抜粋
= = = =

この計画の主要目的が当時未発見のトップクォークの探索でしたので、トリスタンでは少なくとも300億電子ボルトの電子と陽電子をリングに貯蔵、衝突させる必要がありました。しかし当時の技術の範囲でこのリングを設計しますと必要な平均直径は2~3kmになります。一方研究所の敷地に収容できる大きさは1kmが限界でした。そこで西川先生が決断されたのが、従来の装置より遥かに高い加速効率が実現できる超伝導高周波加速空洞の開発(図9)でした。

当時超伝導空洞は技術的に未完で、欧米にはこれを無謀な計画と評する専門家も少なくありませんでした。しかしこの開発計画は見事に成功し、トリスタンは、トップクォークは発見できませんでしたが、設計値を超えるエネルギーまでビームを加速することができ、多くの研究成果を残すことが出来ました。さらにトリスタンの加速器システムをベースに建設されたBファクトリーは、CP対称性の破れを検証し、2008年の小林・益川両氏のノーベル賞受賞につながりました。

西川先生は、加速器を広く様々な分野に応用する研究の普及にも大変熱心に取り組まれました。その一つが、国内の研究者が、装置の種類や規模の大小にかかわらず成果を持ち寄って発表を行う「加速器科学研究発表会」の創設です。それは1975年の第1回以来隔年に開催され、2004年以降は加速器学会年会へと引き継がれています。

最後に、加速器の技術開発には民間企業の協力が必要不可欠です。先生は、これら開発協力で得られた技術を民間に移転することにも尽力され、結果として関係企業の発展に大きく貢献されました。

(今回のハイライト記事では、昨年の12月に逝去された元高エネルギー物理学研究所長の西川哲治氏の業績の紹介と回想を交え、KEKの顧問である木村嘉孝名誉教授による追悼文を掲載致しました。)

= = = =

[領域アノテーションの記録]
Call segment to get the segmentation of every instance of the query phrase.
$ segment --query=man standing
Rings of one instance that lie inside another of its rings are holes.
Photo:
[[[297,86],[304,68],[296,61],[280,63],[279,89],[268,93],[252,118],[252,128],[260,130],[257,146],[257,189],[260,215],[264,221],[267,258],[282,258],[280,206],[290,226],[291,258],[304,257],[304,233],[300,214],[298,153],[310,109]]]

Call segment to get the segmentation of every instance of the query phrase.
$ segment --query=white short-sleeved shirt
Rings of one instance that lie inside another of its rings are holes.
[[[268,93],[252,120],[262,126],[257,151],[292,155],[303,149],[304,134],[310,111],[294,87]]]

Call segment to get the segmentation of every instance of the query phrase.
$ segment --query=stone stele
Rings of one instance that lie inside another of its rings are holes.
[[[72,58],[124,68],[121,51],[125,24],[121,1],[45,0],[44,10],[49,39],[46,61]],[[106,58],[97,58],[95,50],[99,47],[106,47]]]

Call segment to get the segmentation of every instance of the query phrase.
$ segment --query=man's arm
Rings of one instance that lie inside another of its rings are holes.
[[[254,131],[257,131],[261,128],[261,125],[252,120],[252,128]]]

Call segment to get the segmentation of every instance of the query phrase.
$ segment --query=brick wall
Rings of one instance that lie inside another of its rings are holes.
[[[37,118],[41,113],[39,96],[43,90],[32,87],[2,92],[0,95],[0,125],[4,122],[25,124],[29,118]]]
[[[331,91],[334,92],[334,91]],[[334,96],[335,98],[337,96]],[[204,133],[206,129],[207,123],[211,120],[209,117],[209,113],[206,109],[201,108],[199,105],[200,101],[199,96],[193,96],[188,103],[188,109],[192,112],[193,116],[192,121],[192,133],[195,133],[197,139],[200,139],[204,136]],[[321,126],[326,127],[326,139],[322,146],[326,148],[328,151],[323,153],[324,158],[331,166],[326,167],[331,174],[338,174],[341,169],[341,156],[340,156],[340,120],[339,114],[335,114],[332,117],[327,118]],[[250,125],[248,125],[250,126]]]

= = = =

作業指示 1
西川哲治氏の業績を紹介した文章のうち、「当時超伝導空洞は技術的に未完」を含む語句で始まり「発展に大きく貢献されました。」で終わる部分を、一字も変えずに書き写してもらえますか。
作業指示 2
記録の冒頭から「[[[254,131],[257,131],[261,128],[261,125],[252,120],[252,128]]]」を含む行までを、その行も含めて一字一句そのまま再現してもらえますか。

結果 1
当時超伝導空洞は技術的に未完で、欧米にはこれを無謀な計画と評する専門家も少なくありませんでした。しかしこの開発計画は見事に成功し、トリスタンは、トップクォークは発見できませんでしたが、設計値を超えるエネルギーまでビームを加速することができ、多くの研究成果を残すことが出来ました。さらにトリスタンの加速器システムをベースに建設されたBファクトリーは、CP対称性の破れを検証し、2008年の小林・益川両氏のノーベル賞受賞につながりました。

西川先生は、加速器を広く様々な分野に応用する研究の普及にも大変熱心に取り組まれました。その一つが、国内の研究者が、装置の種類や規模の大小にかかわらず成果を持ち寄って発表を行う「加速器科学研究発表会」の創設です。それは1975年の第1回以来隔年に開催され、2004年以降は加速器学会年会へと引き継がれています。

最後に、加速器の技術開発には民間企業の協力が必要不可欠です。先生は、これら開発協力で得られた技術を民間に移転することにも尽力され、結果として関係企業の発展に大きく貢献されました。

結果 2
Call segment to get the segmentation of every instance of the query phrase.
$ segment --query=man standing
Rings of one instance that lie inside another of its rings are holes.
Photo:
[[[297,86],[304,68],[296,61],[280,63],[279,89],[268,93],[252,118],[252,128],[260,130],[257,146],[257,189],[260,215],[264,221],[267,258],[282,258],[280,206],[290,226],[291,258],[304,257],[304,233],[300,214],[298,153],[310,109]]]

Call segment to get the segmentation of every instance of the query phrase.
$ segment --query=white short-sleeved shirt
Rings of one instance that lie inside another of its rings are holes.
[[[268,93],[252,120],[262,126],[257,151],[292,155],[303,149],[304,134],[310,111],[294,87]]]

Call segment to get the segmentation of every instance of the query phrase.
$ segment --query=stone stele
Rings of one instance that lie inside another of its rings are holes.
[[[72,58],[124,68],[121,51],[125,24],[121,1],[45,0],[44,10],[49,39],[46,61]],[[106,58],[97,58],[95,50],[99,47],[106,47]]]

Call segment to get the segmentation of every instance of the query phrase.
$ segment --query=man's arm
Rings of one instance that lie inside another of its rings are holes.
[[[254,131],[257,131],[261,128],[261,125],[252,120],[252,128]]]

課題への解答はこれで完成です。